#### [SUPPLIED TEXT]
___
OKRs (Objectives and Key Results) are a way of defining goals.

There’s no formal specification of OKRs. Every company does it slightly differently. We can learn from how other companies do OKRs, or how experts recommend to do OKRs. There is no universally correct or incorrect way to do OKRs, only effective and ineffective ways, so think from first principles and this page’s guidelines.

A goal in OKR form looks like:

  • Objective
    • Key result 1
    • Key result 2
    • Key result 3

To make OKRs across the company easy to understand, we have a few rules:

  • Objectives need to be concise and memorable. It’s like a title, not a definition.
    • If an objective is precise, it’s probably too long. Put the precision in the key results.
  • Each objective can have 1–5 key results.
    • A key result is how you know if you’ve achieved the objective.
    • Avoid tasks as key results (such as Implement performance review process). Find a measurable business outcome instead, or frame the result in terms of acceptance or participation (All team members participate in the performance review process).

See the most recent OKRs doc for good, relevant examples.

Writing good OKRs

  1. Each OKR has a single person (not multiple people) who’s ultimately responsible for it.
    • Many people can be working toward a goal, but there must be one person who’s ultimately responsible.
___
#### [SHORT TASK 1]
Reproduce the lines of the pointing dataset entries, from the line containing "Task: pointing. Mark each instance of the flower cluster" through the end of the entries, both included.

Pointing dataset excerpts
___
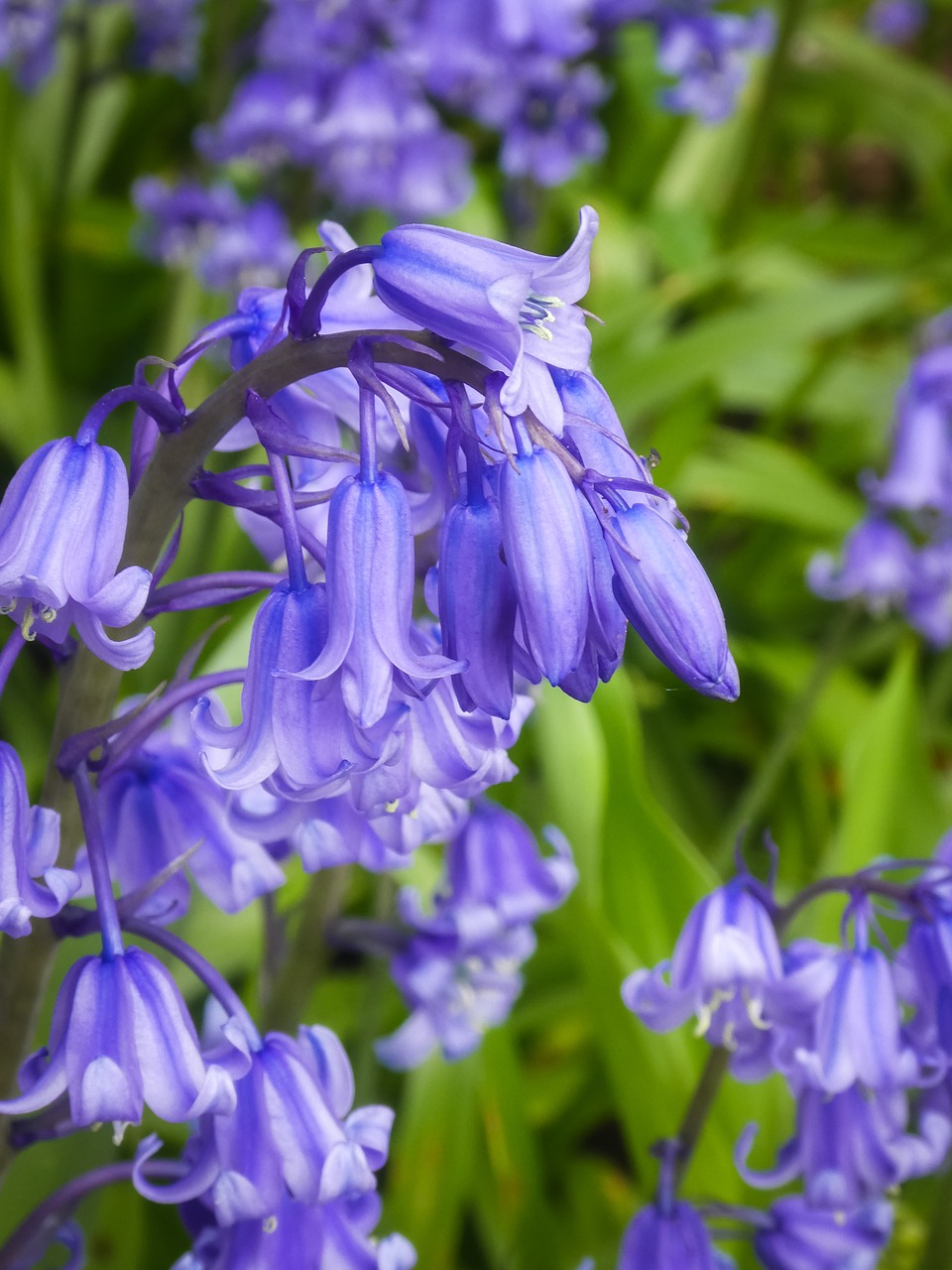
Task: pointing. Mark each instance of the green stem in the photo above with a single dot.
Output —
(307, 955)
(90, 688)
(752, 803)
(698, 1109)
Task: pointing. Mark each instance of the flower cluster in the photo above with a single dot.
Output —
(454, 454)
(860, 1034)
(900, 554)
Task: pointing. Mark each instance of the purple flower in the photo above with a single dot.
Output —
(728, 955)
(512, 307)
(119, 1038)
(857, 1033)
(879, 564)
(62, 524)
(157, 803)
(294, 1130)
(477, 604)
(456, 991)
(895, 22)
(667, 598)
(497, 878)
(30, 843)
(294, 730)
(304, 1236)
(370, 597)
(853, 1146)
(28, 31)
(213, 232)
(670, 1237)
(800, 1237)
(548, 554)
(544, 113)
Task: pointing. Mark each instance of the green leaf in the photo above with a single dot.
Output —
(763, 479)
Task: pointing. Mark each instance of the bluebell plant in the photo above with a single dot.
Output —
(434, 386)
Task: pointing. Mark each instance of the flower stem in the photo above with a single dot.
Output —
(90, 688)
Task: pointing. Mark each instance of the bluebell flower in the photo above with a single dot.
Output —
(857, 1028)
(852, 1147)
(895, 22)
(725, 960)
(370, 598)
(495, 876)
(295, 731)
(456, 991)
(304, 1236)
(213, 232)
(879, 564)
(62, 524)
(512, 307)
(546, 114)
(800, 1237)
(158, 803)
(294, 1132)
(168, 35)
(708, 53)
(28, 31)
(667, 1237)
(548, 554)
(920, 463)
(121, 1038)
(664, 592)
(30, 843)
___
#### [SHORT TASK 2]
Write the next part of the OKR guidelines, continuing after the last sentence shown.

#### [RIGHT ANSWER 1]
Task: pointing. Mark each instance of the flower cluster in the photo above with a single dot.
Output —
(454, 454)
(860, 1034)
(900, 554)
Task: pointing. Mark each instance of the purple flower in the photo above with a single dot.
Output —
(728, 955)
(512, 307)
(119, 1038)
(857, 1033)
(879, 564)
(62, 524)
(157, 803)
(294, 1130)
(477, 604)
(456, 991)
(895, 22)
(667, 598)
(497, 878)
(30, 843)
(294, 730)
(304, 1236)
(370, 597)
(853, 1146)
(28, 31)
(213, 232)
(670, 1237)
(800, 1237)
(548, 554)
(544, 113)
Task: pointing. Mark each instance of the green leaf in the photo above with a single dot.
Output —
(763, 479)
Task: pointing. Mark each instance of the bluebell plant in the photo above with a single dot.
Output —
(434, 386)
Task: pointing. Mark each instance of the flower stem in the photo above with a single dot.
Output —
(90, 688)
Task: pointing. Mark each instance of the bluebell flower in the photo above with a single dot.
Output —
(857, 1028)
(852, 1147)
(895, 22)
(725, 960)
(370, 598)
(495, 876)
(295, 731)
(456, 991)
(304, 1236)
(213, 232)
(879, 564)
(62, 524)
(512, 307)
(546, 114)
(800, 1237)
(158, 803)
(294, 1132)
(168, 35)
(708, 53)
(28, 31)
(667, 1237)
(548, 554)
(920, 463)
(121, 1038)
(664, 592)
(30, 843)

#### [RIGHT ANSWER 2]
    • It’s OK for a team to own a goal. That means the manager is ultimately responsible for it. A team should not have more than 1 or 2 goals (to make sure it’s not becoming a workgroup with too many disparate goals).
  2. Pick goals where failure would be painful.
  3. Pick goals where you can influence the outcome. Avoid using a lagging indicator as a goal.
  4. Set key results to be ambitious but achievable, so that they convey your aims and what you could achieve if things go well.
    • Achieving 90–100% is on track. 75–90% is falling behind. Less than 75% is at risk or missing.
    • Goals are not the 99.99% likelihood outcome or the 1% moonshot outcome.
  5. Goals are for communication and alignment (everyone knowing what’s important, why, and how it’ll get done), not for estimation, scheduling, or promising/committing.
    • Setting a goal for X is not the same as committing to shipping X to customers. We are much more conservative in setting expectations with customers about firm ship dates than we are in setting goals.
    • Write your goals so they communicate effectively to an audience who understands that goals aren’t promises. Don’t write goals so cautiously that they are hard to understand. (For example, “Improve code intelligence support for Java” is a good goal, especially with well defined outcomes. But “Investigate feasibility of improvements to Java code intelligence” is probably bad.)
  6. If a key result can be reduced to a single quantitative metric, that’s great. But don’t try to force it. It’s OK to rely on human judgment for a key result.

History/journey of goal-setting

We’ve tried a few ways of setting goals at Sourcegraph as we grew. We used quarterly OKRs from late 2019 through mid-2020, when we switched to using more casual and non-quarterly goals. Throughout this period, we always had a couple of company-wide and annual goals that were on top of OKRs.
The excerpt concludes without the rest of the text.